DATASET RECORDS below:

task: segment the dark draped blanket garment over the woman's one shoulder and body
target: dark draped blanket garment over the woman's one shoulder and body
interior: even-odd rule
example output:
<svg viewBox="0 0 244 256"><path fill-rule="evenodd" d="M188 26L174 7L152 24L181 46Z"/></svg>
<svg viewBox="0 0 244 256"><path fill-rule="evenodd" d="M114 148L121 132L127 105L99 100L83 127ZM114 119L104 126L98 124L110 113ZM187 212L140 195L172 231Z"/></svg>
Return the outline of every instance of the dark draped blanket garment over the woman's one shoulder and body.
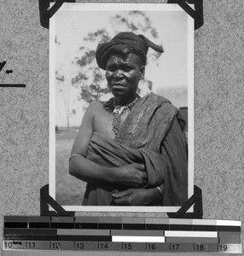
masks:
<svg viewBox="0 0 244 256"><path fill-rule="evenodd" d="M164 184L161 205L181 206L188 200L186 139L178 109L162 96L151 93L132 108L115 139L94 132L87 158L101 166L144 163L145 189ZM109 206L116 184L88 183L84 206Z"/></svg>

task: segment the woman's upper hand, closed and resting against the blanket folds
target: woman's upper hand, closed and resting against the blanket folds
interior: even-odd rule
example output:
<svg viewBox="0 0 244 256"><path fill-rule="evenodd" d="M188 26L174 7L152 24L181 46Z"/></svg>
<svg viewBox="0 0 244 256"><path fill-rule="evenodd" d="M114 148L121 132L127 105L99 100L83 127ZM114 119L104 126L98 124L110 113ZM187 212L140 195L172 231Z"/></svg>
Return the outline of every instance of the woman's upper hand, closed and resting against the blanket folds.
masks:
<svg viewBox="0 0 244 256"><path fill-rule="evenodd" d="M141 188L148 181L147 172L143 164L131 164L117 167L118 183L128 188Z"/></svg>

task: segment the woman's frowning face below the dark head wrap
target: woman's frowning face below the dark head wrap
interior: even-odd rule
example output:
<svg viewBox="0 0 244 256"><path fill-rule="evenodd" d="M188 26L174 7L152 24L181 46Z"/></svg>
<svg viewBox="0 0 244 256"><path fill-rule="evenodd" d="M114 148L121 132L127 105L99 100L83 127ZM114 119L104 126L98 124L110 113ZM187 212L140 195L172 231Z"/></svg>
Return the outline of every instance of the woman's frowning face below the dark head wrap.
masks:
<svg viewBox="0 0 244 256"><path fill-rule="evenodd" d="M107 61L105 75L113 96L135 96L143 71L144 67L139 56L132 53L126 57L111 55Z"/></svg>

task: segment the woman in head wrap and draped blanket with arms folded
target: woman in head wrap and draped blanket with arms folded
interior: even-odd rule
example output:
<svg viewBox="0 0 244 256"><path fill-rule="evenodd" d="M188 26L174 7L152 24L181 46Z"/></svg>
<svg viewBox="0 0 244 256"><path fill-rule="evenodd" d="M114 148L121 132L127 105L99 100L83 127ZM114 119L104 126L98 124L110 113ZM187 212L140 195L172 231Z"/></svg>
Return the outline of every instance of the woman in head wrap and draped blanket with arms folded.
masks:
<svg viewBox="0 0 244 256"><path fill-rule="evenodd" d="M182 205L187 200L185 137L178 110L164 97L140 98L148 47L142 35L121 32L99 44L113 98L92 102L73 144L69 172L87 182L83 205Z"/></svg>

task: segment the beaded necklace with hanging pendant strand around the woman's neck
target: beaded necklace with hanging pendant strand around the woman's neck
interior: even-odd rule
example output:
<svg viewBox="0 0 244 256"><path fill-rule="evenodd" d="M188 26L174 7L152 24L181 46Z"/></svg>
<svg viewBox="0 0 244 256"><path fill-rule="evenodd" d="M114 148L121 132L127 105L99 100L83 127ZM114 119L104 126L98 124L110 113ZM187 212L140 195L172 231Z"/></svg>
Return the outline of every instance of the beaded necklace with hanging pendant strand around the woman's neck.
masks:
<svg viewBox="0 0 244 256"><path fill-rule="evenodd" d="M119 127L121 124L121 118L120 118L121 114L124 113L125 110L127 110L128 108L131 109L139 99L140 99L140 96L137 95L136 99L133 102L126 104L125 106L121 106L121 105L116 105L115 98L113 97L104 104L103 108L105 108L110 113L113 112L112 131L114 132L115 135L117 135L119 131Z"/></svg>

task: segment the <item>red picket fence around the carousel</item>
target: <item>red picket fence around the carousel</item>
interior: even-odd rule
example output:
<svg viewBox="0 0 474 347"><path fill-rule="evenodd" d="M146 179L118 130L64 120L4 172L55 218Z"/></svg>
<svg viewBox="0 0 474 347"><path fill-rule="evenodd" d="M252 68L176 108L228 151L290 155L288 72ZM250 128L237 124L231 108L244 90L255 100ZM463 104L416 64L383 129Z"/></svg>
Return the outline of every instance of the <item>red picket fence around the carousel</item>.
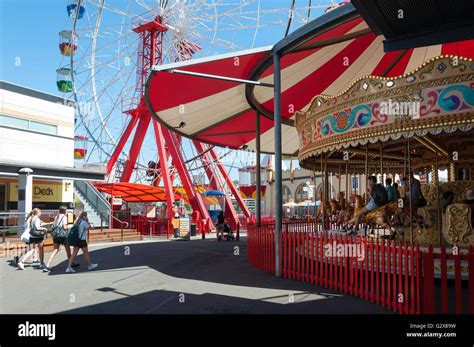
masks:
<svg viewBox="0 0 474 347"><path fill-rule="evenodd" d="M474 313L474 271L468 274L468 306L463 306L461 280L462 261L468 263L469 270L474 268L472 247L463 255L447 254L445 248L435 254L431 246L423 252L418 244L318 229L315 223L283 223L281 276L355 295L403 314L435 313L435 302L441 303L441 313L448 313L450 298L456 313ZM274 224L248 225L247 253L251 265L275 274ZM449 260L454 263L452 295L448 291ZM440 290L435 283L437 263L441 264Z"/></svg>

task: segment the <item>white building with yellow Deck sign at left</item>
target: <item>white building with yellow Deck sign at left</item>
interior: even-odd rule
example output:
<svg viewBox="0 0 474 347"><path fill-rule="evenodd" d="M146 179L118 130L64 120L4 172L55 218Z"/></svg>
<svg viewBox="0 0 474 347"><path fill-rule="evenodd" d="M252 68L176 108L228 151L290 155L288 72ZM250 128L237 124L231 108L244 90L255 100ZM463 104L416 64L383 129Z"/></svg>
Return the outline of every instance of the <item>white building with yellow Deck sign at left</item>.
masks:
<svg viewBox="0 0 474 347"><path fill-rule="evenodd" d="M73 104L0 81L0 213L72 207L74 180L103 179L74 167Z"/></svg>

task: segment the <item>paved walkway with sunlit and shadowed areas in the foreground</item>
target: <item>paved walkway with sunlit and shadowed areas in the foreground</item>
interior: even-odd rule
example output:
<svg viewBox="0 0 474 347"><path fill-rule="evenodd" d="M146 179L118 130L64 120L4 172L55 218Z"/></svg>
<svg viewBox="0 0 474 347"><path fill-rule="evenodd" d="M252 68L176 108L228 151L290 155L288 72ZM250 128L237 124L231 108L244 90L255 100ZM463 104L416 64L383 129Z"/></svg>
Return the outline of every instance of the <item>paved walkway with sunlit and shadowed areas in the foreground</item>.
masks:
<svg viewBox="0 0 474 347"><path fill-rule="evenodd" d="M245 238L92 245L90 251L98 270L82 264L75 274L64 273L64 251L49 274L20 271L0 258L0 313L389 313L254 269Z"/></svg>

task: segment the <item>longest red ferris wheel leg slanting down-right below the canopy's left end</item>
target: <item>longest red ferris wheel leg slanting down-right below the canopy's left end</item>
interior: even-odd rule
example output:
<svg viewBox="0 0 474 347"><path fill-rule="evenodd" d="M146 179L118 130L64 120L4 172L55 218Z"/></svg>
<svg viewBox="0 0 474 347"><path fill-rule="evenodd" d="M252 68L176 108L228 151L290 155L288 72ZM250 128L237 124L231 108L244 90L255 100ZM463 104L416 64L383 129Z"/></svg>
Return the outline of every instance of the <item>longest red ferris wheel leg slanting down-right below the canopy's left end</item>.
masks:
<svg viewBox="0 0 474 347"><path fill-rule="evenodd" d="M171 154L173 164L176 170L178 170L178 175L181 179L181 183L183 184L183 188L186 192L186 195L188 196L191 207L194 211L199 211L202 218L208 221L209 227L213 228L214 225L212 223L211 216L209 215L209 212L207 211L206 206L204 205L204 201L201 195L196 192L196 189L194 189L194 185L191 181L191 176L186 168L183 155L181 154L181 151L179 149L179 141L176 135L169 129L163 129L163 138L165 139L166 144L168 145L168 150Z"/></svg>

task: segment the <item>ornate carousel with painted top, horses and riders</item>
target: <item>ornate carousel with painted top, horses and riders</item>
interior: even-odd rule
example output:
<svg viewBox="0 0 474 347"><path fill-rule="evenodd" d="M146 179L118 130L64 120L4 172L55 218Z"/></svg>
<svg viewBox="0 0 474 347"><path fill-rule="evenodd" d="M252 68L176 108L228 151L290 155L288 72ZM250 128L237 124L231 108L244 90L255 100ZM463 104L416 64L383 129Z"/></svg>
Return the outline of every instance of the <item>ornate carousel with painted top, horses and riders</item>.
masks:
<svg viewBox="0 0 474 347"><path fill-rule="evenodd" d="M358 78L296 112L300 165L326 177L324 229L348 231L357 221L372 237L474 245L473 81L472 59L441 55L402 76ZM345 177L332 200L330 173ZM364 189L353 190L354 176ZM395 183L396 194L356 219L371 176Z"/></svg>

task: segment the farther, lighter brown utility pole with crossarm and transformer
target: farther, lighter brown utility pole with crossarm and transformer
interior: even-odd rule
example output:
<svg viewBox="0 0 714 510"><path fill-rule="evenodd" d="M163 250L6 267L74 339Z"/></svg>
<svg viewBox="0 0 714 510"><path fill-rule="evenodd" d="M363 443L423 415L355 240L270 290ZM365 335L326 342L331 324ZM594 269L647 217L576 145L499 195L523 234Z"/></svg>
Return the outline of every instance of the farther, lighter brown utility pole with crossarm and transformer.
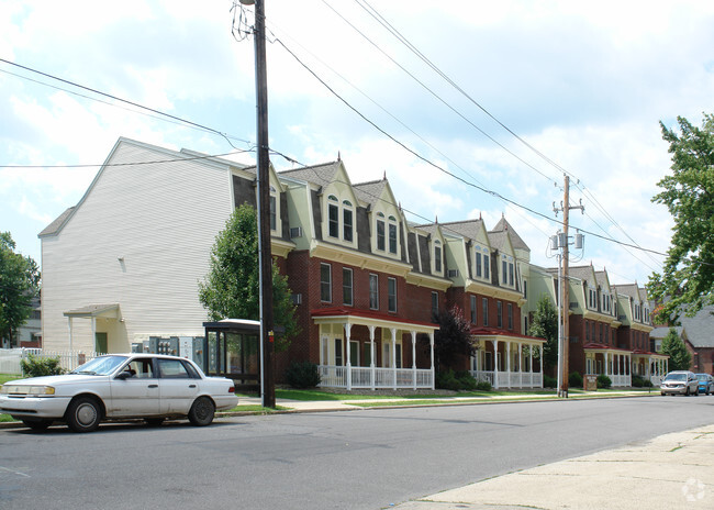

End of DATASET RECORDS.

### [TASK GOAL]
Check the lines above and copy each one that includes "picket".

### [ANSWER SECTION]
task: segment the <item>red picket fence around the carousel</item>
target: <item>red picket fence around the carousel</item>
Return the outline of every instance of the <item>red picket fence around the carousel</item>.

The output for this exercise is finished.